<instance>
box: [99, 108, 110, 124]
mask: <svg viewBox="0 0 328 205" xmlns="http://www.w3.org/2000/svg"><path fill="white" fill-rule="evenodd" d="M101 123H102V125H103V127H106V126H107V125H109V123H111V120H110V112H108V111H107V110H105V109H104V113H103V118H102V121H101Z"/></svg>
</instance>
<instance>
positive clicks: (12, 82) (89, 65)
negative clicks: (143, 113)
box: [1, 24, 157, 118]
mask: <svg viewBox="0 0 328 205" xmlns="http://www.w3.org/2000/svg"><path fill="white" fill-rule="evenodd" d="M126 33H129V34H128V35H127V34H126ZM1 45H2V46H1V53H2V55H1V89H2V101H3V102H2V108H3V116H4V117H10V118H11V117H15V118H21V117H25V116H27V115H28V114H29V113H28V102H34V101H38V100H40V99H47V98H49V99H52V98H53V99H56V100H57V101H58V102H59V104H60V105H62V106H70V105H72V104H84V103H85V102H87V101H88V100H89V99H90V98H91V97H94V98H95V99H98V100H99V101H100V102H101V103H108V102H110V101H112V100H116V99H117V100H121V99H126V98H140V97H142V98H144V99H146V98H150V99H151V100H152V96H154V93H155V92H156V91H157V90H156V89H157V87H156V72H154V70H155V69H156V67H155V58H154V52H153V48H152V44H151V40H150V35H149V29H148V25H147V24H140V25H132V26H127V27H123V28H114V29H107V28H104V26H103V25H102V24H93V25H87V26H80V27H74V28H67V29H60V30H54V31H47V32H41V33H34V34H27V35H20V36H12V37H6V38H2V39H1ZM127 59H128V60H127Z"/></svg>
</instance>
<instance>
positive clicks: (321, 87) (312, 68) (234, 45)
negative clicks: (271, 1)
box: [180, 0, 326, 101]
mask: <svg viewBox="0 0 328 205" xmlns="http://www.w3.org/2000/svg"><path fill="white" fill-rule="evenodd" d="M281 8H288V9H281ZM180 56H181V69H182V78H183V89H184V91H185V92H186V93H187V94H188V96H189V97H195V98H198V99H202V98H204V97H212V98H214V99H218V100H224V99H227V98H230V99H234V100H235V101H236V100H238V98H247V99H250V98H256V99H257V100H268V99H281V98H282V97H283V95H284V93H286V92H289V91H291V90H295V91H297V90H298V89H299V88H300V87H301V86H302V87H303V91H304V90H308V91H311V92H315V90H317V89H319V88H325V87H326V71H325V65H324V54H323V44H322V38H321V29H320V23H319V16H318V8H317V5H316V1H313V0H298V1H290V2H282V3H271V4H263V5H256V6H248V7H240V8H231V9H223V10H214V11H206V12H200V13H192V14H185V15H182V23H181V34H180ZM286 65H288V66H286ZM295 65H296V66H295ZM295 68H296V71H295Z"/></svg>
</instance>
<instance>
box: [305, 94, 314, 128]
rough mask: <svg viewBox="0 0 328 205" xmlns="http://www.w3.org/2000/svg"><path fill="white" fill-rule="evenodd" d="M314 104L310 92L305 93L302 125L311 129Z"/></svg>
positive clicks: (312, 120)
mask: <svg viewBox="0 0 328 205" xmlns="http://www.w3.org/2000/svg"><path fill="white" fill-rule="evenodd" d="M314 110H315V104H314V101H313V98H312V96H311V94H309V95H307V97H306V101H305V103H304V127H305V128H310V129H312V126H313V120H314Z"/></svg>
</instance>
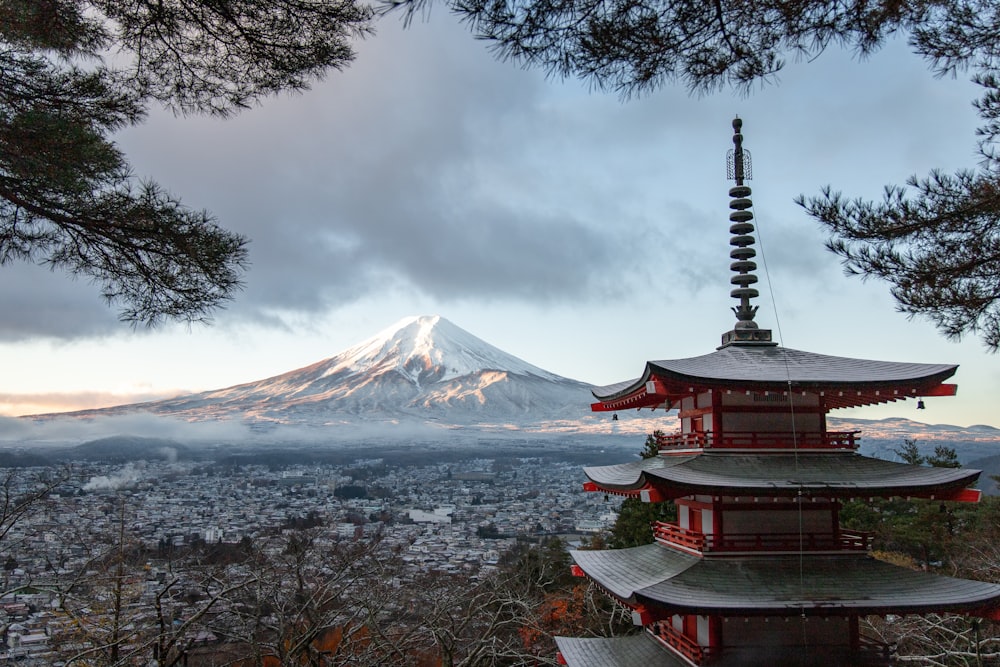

──────

Work request -
Please gather every line of the records that contains the word "positive", treating uppercase and lowercase as different.

Your solution -
positive clicks: (12, 82) (89, 65)
positive clicks: (321, 87) (312, 68) (234, 45)
positive clicks: (312, 120)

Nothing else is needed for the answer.